[Dataset entries]

◆ ◆ ◆ ◆

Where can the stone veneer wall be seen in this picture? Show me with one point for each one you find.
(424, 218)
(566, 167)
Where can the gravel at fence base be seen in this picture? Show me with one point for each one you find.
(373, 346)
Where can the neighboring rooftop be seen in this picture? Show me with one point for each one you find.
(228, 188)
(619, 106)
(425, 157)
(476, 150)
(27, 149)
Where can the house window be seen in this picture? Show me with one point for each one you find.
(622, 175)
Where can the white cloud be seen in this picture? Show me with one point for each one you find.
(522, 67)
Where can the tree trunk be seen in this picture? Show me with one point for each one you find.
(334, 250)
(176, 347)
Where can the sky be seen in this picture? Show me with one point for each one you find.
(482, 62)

◆ ◆ ◆ ◆

Problem details
The records above need copying again. Keep each word as it is.

Answer to the problem
Where can the stone veneer wall be seen in this picture? Show me with one point for each one you find.
(424, 218)
(566, 167)
Where can the gravel at fence base be seen in this picture? Show me with one point for each one you find.
(373, 346)
Where can the neighboring rooftop be seen in this picture? Show me with one point for each one you find.
(228, 188)
(619, 106)
(425, 157)
(476, 150)
(27, 149)
Where can the house window be seen in this picture? Show me with one point for each one you find.
(622, 175)
Where can the white cloud be seen in this picture? Show me with one point for each one you find.
(522, 67)
Where can the tree trunk be seen in this picture? Show me with one point for each one you find.
(334, 250)
(176, 347)
Where can the sky be seen in this picture? Show me with one point for each one you find.
(482, 62)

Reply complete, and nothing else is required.